Copy the listing verbatim from its first line through the line containing "[636, 279, 701, 389]", including both ends. Leave the pictures out of your copy.

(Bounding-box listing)
== == ==
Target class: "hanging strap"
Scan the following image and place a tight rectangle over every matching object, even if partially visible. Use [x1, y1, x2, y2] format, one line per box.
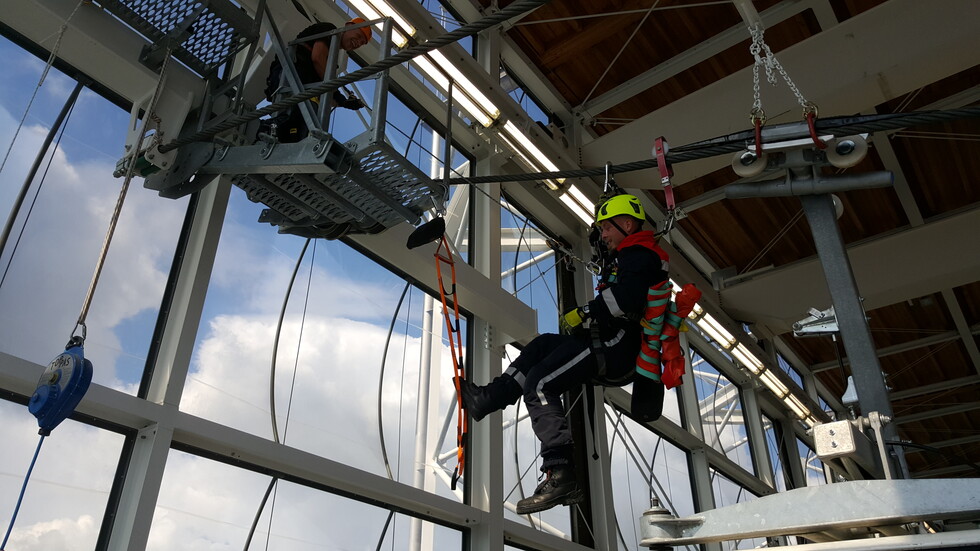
[653, 136, 676, 235]
[434, 234, 469, 490]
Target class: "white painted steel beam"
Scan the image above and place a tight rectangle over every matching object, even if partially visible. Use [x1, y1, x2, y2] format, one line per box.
[349, 223, 538, 343]
[641, 479, 980, 547]
[0, 352, 484, 527]
[720, 208, 980, 334]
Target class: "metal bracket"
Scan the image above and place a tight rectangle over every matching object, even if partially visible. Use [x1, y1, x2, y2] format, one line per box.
[793, 306, 840, 337]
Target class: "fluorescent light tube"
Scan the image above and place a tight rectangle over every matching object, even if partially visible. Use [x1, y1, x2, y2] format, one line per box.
[429, 50, 500, 119]
[504, 121, 564, 176]
[413, 56, 493, 127]
[759, 369, 789, 400]
[559, 193, 592, 226]
[732, 343, 763, 375]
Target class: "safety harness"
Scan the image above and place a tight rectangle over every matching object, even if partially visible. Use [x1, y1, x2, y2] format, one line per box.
[636, 279, 701, 389]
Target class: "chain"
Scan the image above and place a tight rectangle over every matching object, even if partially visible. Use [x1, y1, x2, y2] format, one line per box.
[749, 24, 817, 123]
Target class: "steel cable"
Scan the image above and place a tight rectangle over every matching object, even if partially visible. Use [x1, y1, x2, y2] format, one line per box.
[448, 107, 980, 185]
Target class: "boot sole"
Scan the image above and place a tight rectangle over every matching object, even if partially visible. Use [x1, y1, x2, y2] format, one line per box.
[517, 489, 585, 515]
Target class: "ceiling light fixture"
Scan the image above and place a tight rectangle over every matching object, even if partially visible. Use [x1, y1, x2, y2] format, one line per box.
[564, 191, 592, 226]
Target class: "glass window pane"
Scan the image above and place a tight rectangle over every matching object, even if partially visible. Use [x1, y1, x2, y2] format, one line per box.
[0, 398, 124, 550]
[147, 450, 462, 551]
[180, 193, 466, 500]
[691, 348, 755, 473]
[500, 201, 556, 333]
[762, 415, 786, 492]
[605, 404, 694, 549]
[709, 469, 766, 550]
[0, 38, 187, 394]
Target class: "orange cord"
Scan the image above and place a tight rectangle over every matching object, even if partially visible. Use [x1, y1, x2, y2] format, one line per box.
[434, 234, 469, 490]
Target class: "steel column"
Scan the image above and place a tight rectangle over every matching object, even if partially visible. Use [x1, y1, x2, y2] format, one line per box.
[800, 195, 896, 440]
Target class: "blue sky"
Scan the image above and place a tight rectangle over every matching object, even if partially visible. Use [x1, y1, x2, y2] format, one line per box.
[0, 14, 784, 551]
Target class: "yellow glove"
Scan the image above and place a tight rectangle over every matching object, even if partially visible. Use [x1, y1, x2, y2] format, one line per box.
[558, 308, 587, 333]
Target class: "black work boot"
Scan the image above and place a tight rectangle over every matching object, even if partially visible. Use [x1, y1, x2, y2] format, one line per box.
[517, 465, 585, 515]
[459, 379, 498, 421]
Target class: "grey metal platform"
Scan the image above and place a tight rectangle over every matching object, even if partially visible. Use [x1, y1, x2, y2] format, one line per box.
[145, 131, 445, 239]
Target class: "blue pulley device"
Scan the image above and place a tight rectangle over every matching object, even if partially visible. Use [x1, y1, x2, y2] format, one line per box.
[27, 337, 92, 436]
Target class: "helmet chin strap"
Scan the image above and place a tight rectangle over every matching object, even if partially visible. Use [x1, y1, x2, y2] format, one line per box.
[609, 218, 630, 244]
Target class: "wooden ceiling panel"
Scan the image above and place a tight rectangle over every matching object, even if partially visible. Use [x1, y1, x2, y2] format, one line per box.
[830, 0, 886, 21]
[879, 340, 976, 392]
[891, 119, 980, 219]
[595, 8, 820, 138]
[867, 293, 956, 348]
[498, 0, 980, 475]
[953, 281, 980, 326]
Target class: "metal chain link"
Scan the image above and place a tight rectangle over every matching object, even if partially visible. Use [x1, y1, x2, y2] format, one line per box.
[749, 24, 817, 122]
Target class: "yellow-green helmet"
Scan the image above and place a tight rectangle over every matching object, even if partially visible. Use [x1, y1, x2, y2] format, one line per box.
[595, 194, 646, 224]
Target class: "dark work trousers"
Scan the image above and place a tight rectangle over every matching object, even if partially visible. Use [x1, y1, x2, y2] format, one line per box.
[502, 331, 640, 470]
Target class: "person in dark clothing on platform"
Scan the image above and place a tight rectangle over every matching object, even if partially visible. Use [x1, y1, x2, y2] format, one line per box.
[460, 194, 668, 515]
[260, 17, 371, 143]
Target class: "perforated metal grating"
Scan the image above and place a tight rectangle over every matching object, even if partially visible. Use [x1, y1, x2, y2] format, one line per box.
[98, 0, 253, 76]
[232, 139, 442, 233]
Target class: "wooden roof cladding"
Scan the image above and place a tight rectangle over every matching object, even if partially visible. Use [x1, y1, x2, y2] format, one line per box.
[498, 0, 980, 476]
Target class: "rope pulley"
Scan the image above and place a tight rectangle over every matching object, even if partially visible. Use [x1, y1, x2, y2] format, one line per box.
[653, 136, 677, 235]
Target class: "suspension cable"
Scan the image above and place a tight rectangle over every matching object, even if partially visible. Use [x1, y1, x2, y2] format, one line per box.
[0, 0, 87, 176]
[159, 0, 549, 153]
[445, 107, 980, 186]
[72, 48, 173, 341]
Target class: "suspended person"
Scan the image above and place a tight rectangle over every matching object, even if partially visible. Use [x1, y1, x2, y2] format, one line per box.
[460, 194, 669, 515]
[259, 17, 371, 143]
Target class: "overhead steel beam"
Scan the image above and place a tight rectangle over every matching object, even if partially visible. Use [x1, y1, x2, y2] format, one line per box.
[810, 323, 980, 374]
[347, 223, 538, 343]
[581, 0, 980, 189]
[0, 352, 486, 532]
[892, 402, 980, 425]
[574, 0, 819, 125]
[912, 465, 976, 479]
[720, 207, 980, 334]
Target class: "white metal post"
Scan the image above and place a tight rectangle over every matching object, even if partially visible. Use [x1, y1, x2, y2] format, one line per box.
[109, 177, 231, 551]
[468, 180, 506, 551]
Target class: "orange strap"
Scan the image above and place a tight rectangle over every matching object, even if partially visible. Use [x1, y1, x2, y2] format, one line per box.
[435, 234, 469, 490]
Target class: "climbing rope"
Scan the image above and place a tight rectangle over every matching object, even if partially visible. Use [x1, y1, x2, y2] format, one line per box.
[71, 48, 173, 342]
[434, 234, 469, 490]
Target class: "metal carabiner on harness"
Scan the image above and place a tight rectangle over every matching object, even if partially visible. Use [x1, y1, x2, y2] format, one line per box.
[653, 136, 676, 235]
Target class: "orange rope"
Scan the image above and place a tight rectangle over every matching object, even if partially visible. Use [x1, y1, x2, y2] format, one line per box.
[434, 234, 469, 490]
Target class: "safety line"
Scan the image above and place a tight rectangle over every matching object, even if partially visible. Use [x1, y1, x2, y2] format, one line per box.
[0, 434, 45, 550]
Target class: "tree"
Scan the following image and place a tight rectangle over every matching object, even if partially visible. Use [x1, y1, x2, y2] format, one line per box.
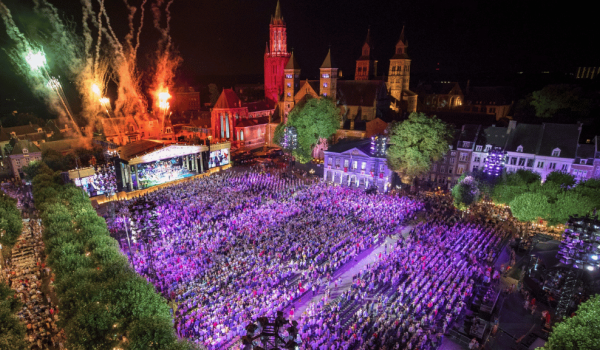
[0, 282, 29, 350]
[531, 84, 592, 118]
[387, 113, 453, 184]
[0, 191, 23, 250]
[452, 174, 481, 210]
[544, 190, 594, 225]
[510, 192, 552, 221]
[286, 97, 340, 164]
[208, 84, 221, 106]
[537, 295, 600, 350]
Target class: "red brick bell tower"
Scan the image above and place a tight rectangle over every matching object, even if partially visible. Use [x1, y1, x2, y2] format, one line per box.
[265, 1, 290, 107]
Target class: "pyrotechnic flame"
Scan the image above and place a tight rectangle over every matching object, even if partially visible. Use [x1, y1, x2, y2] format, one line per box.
[25, 51, 46, 70]
[92, 84, 102, 96]
[158, 91, 171, 110]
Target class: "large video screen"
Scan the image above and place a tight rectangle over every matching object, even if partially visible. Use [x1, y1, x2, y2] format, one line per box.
[208, 148, 229, 168]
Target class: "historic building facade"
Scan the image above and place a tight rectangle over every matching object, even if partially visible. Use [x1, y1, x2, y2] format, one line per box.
[265, 1, 291, 107]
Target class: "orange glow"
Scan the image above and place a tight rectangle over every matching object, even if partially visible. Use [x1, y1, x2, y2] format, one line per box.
[92, 84, 102, 96]
[158, 91, 171, 111]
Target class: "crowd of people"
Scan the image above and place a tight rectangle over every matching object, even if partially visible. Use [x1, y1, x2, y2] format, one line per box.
[76, 164, 117, 197]
[292, 221, 504, 349]
[108, 171, 422, 349]
[0, 184, 65, 350]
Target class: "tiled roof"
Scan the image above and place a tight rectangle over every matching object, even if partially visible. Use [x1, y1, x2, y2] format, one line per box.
[576, 144, 595, 165]
[475, 126, 509, 148]
[506, 124, 544, 154]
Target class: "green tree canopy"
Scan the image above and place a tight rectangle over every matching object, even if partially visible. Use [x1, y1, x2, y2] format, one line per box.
[531, 84, 592, 118]
[0, 282, 29, 350]
[387, 113, 453, 184]
[0, 191, 23, 252]
[510, 192, 551, 221]
[286, 97, 340, 164]
[537, 295, 600, 350]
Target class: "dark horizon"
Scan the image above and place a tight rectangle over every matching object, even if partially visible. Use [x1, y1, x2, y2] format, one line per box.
[0, 0, 597, 102]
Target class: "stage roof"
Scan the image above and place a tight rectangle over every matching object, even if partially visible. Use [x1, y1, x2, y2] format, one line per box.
[119, 140, 208, 165]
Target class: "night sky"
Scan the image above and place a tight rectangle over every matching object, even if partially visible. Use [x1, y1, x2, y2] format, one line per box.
[0, 0, 598, 100]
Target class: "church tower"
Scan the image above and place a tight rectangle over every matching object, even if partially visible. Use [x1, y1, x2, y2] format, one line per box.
[354, 29, 377, 80]
[265, 1, 290, 106]
[388, 27, 410, 101]
[319, 49, 338, 102]
[282, 52, 300, 115]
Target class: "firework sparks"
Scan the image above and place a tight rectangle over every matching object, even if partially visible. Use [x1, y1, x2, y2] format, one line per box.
[25, 51, 46, 70]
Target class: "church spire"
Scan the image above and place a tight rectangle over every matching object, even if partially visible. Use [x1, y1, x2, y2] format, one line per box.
[271, 0, 283, 24]
[321, 47, 335, 68]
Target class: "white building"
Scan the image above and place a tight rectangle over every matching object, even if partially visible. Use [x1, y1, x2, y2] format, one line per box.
[323, 140, 393, 192]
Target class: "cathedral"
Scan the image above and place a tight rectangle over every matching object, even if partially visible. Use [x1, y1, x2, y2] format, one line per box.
[264, 1, 417, 123]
== == ==
CORRECT ANSWER:
Target class: "hanging strap"
Scan the following image and place a tight rectangle over every matching object, even if partially visible. Use [x1, y1, x2, y2] format, one line per box.
[653, 136, 676, 235]
[434, 234, 469, 490]
Target class: "white painted steel beam"
Scan the image above and place a tight rectangle over every matching object, even if partially visible. Use [x1, y1, x2, y2] format, one line per box.
[349, 223, 538, 343]
[641, 479, 980, 547]
[0, 352, 484, 527]
[720, 208, 980, 334]
Target class: "metal bracket"
Scan the image above and place a tight rectangle over every matching object, even if partially visible. Use [x1, y1, x2, y2] format, one line per box.
[793, 306, 840, 337]
Target class: "fluorescent light tube"
Scan the image above and place a tight rectangle over every matching object, even if partially visible. Use [x1, y1, x2, y2] format, one line per box.
[429, 50, 500, 119]
[504, 121, 564, 176]
[413, 56, 493, 127]
[759, 369, 789, 400]
[559, 193, 592, 226]
[732, 343, 763, 375]
Target class: "safety harness"
Scan the image above and place a tight rectangle over every matching object, even if partially visible. Use [x1, y1, x2, y2] format, one line per box.
[636, 279, 701, 389]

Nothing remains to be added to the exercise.